Retype all of the following entries line for line, keeping every character unchanged.

[begin Records shown]

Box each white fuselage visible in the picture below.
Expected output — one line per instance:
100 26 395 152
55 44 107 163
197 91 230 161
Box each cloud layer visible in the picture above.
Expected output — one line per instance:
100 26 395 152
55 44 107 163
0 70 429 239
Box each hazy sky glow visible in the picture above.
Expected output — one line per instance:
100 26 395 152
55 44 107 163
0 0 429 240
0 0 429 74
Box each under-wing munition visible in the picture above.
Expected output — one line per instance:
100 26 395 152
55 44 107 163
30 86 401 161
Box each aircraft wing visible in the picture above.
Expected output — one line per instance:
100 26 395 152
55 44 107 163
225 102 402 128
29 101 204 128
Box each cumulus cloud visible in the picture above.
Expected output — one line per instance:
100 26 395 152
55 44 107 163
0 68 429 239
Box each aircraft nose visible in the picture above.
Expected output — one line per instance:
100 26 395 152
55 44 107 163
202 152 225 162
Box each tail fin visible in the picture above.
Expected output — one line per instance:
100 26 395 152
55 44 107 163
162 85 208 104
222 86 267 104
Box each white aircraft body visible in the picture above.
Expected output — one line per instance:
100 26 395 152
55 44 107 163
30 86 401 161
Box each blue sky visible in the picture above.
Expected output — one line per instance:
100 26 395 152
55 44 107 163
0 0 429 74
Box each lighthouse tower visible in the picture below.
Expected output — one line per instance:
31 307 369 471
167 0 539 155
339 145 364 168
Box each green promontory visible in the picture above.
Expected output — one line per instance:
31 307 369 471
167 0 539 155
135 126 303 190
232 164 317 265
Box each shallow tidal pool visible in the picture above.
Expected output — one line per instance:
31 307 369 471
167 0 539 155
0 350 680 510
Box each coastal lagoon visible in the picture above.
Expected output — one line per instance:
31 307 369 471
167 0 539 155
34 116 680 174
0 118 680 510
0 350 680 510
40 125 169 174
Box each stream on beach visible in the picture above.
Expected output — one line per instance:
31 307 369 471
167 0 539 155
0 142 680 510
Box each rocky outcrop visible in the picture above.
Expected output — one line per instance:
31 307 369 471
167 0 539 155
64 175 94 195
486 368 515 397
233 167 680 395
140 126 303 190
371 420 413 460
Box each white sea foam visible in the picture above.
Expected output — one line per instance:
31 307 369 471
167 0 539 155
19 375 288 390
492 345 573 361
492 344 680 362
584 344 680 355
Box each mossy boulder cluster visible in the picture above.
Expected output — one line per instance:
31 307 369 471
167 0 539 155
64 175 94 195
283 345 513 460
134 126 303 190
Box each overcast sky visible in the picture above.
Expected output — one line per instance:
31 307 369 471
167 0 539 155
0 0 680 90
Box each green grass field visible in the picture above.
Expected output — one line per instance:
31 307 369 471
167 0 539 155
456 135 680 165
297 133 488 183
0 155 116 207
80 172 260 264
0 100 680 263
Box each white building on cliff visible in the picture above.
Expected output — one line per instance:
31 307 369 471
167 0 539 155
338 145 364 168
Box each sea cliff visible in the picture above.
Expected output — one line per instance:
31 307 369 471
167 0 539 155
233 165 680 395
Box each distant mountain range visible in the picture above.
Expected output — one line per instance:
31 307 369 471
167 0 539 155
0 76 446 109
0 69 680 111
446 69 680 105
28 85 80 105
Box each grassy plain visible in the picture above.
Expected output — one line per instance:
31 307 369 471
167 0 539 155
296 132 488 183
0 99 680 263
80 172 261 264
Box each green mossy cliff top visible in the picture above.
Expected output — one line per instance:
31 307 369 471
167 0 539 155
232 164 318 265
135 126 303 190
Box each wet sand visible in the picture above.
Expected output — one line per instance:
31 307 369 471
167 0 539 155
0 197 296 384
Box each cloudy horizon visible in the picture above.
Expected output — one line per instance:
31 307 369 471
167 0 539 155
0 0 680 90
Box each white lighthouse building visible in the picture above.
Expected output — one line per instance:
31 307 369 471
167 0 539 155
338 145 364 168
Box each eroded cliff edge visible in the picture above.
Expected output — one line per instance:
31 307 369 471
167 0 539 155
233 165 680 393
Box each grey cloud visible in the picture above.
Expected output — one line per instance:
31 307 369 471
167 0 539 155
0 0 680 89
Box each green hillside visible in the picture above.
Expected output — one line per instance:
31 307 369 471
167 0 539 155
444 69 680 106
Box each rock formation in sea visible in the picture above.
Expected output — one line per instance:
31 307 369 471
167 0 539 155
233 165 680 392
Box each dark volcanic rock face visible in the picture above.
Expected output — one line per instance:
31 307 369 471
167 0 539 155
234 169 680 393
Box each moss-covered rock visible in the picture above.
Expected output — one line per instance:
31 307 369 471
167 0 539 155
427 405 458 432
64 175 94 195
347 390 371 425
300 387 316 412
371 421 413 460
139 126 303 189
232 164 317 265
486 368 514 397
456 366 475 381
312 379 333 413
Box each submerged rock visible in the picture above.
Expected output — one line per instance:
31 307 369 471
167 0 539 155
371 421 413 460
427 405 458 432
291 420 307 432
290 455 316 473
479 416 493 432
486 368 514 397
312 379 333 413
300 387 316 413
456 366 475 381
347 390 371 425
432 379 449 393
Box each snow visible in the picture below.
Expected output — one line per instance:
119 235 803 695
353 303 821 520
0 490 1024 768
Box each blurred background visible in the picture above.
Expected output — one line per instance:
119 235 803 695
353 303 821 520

[end Records shown]

* [Response to this task]
Box each white fuselage visible in the picture below.
Expected output — one line per instance:
100 26 395 152
55 44 107 163
197 91 230 161
Box each cloud layer visible in the picture above.
Expected output — one line per instance:
100 26 395 152
55 44 107 163
0 70 429 239
Box each hazy sky glow visible in the picture above.
Expected output — one line per instance:
100 26 395 152
55 44 107 163
0 0 429 240
0 0 429 74
Box each under-wing munition visible in the picture above.
Expected output — one line per instance:
100 26 395 152
55 44 107 163
30 86 401 161
Box each aircraft wing visible in the picture above.
Expected output — one line per instance:
100 26 395 152
55 44 107 163
225 102 402 128
29 101 204 128
Box each cumulus cloud visible in the picture above.
Expected output — one line per instance:
100 26 395 152
55 44 107 163
0 68 429 239
Box each aircraft nose visible in the picture above.
Expected output — one line per instance:
100 26 395 152
55 44 107 163
202 152 225 162
Box each tail fin visible in the picture above.
Expected output — one line per instance:
100 26 395 152
55 44 107 163
162 85 208 104
222 86 267 104
Box each white aircraft body visible in the picture above.
Expected output — one line per instance:
100 26 395 152
55 44 107 163
30 86 401 161
Box each blue sky visible in the picture above.
Expected output — one line per instance:
100 26 395 152
55 44 107 163
0 0 429 74
Box each lighthouse tower visible in the picture below.
Expected output — one line per instance:
31 307 369 471
167 0 539 155
339 145 364 168
Box each green promontory visible in the picture above.
Expected output — one line per instance:
31 307 369 471
167 0 539 155
135 126 303 190
232 164 317 265
Box each shallow tidal pool visible in the picture above.
Expected output — one line per instance:
31 307 369 471
167 0 539 155
0 350 680 510
Box each coastal lagoon visible in the picture above.
Expected output — one line per instance:
31 307 369 471
167 0 539 155
34 116 680 174
0 118 680 510
0 350 680 510
40 125 169 174
Box each stream on beach visible in the picture above.
Expected output — one line per instance:
31 307 369 471
167 0 539 155
0 142 680 510
Box each rocky outcrop visible in the picture above.
Expected output — one line per instance:
31 307 369 471
167 0 539 155
64 175 94 195
486 368 515 397
233 167 680 395
140 126 303 190
371 420 413 460
Box each white sea foam visible in the picture above.
Expected output — one line per instance:
31 307 369 471
167 0 539 155
19 375 288 390
492 345 573 361
492 344 680 362
584 344 680 355
Box each mossy boulder cluster visible in the picture above.
Expected output — one line per instance:
31 307 369 471
167 0 539 155
64 175 94 195
283 345 513 460
134 126 303 190
Box each overcast sky visible in the picture above.
Expected output — one line per instance:
31 307 369 471
167 0 539 155
0 0 680 90
Box each green grass field visible in the picture above.
Expected output — one line per instance:
31 307 369 471
167 0 539 155
456 135 680 165
297 133 488 183
0 155 116 207
80 172 260 264
0 100 680 263
Box each white building on cliff visible in the picture above.
Expected output — one line per instance:
31 307 369 471
167 0 539 155
338 145 364 168
Box each sea cliff visible in the picture above.
Expected output — one line per instance:
31 307 369 471
167 0 539 155
233 165 680 395
Box each distant mountain range visible in the picture above.
Expected output — one line per instance:
31 307 369 471
167 0 539 155
0 76 446 109
0 69 680 111
446 69 680 105
28 85 80 105
Box each grassy plain visible in the picture above.
Expected output — one line per instance:
31 307 369 471
167 0 539 155
296 132 488 183
0 99 680 263
80 172 261 264
Box each green mossy cliff top visible in the picture above.
Expected output — one line per instance:
31 307 369 471
167 0 539 155
232 164 318 265
135 126 303 190
Box each wet sand visible in the picture above.
Expected output — one line per instance:
31 307 369 471
167 0 539 155
0 197 296 384
Box each cloudy horizon visible in the picture above.
Expected output — one line per instance:
31 307 369 471
167 0 539 155
0 0 680 90
Box each white lighthouse building visible in the picture above.
Expected output — one line per instance:
31 307 369 471
167 0 539 155
338 145 364 168
Box each eroded cliff edge visible in the picture above.
Expected output — one line per instance:
31 307 369 471
167 0 539 155
233 165 680 393
Box each grey cloud visible in the picture above.
Expected output — one line per instance:
31 307 369 471
167 0 539 155
0 0 680 89
Box each green hillside visible in the picture above.
Expected output — one line per instance:
31 307 369 471
167 0 539 155
444 69 680 106
Box each rock formation in sea visible in the picture above.
Expected output — one line per instance:
31 307 369 471
167 0 539 155
233 165 680 392
Box each dark volcanic rock face visible in the picture above.
Expected output — one line per instance:
31 307 369 471
167 0 539 155
234 169 680 393
Box each moss-covered rock visible in the picture above.
Expected output — one line per instance:
31 307 369 471
167 0 539 155
427 405 458 432
64 175 94 195
347 390 371 425
300 387 316 412
371 421 413 460
139 126 303 189
232 164 317 265
486 368 514 397
456 366 475 381
312 379 333 413
Box each submerged rock visible in the picture above.
Expected output — one line per instance:
31 307 369 471
167 0 539 155
371 421 413 460
427 405 458 432
291 420 307 432
290 455 316 473
479 416 493 432
486 368 514 397
312 379 333 413
300 387 316 413
456 366 475 381
347 390 371 425
432 379 449 393
Box each snow visible in the picture below.
Expected output — one line per instance:
119 235 803 695
353 303 821 520
0 490 1024 768
Box each blurred background visible in the picture above.
Expected output — one line per instance:
119 235 803 695
353 303 821 520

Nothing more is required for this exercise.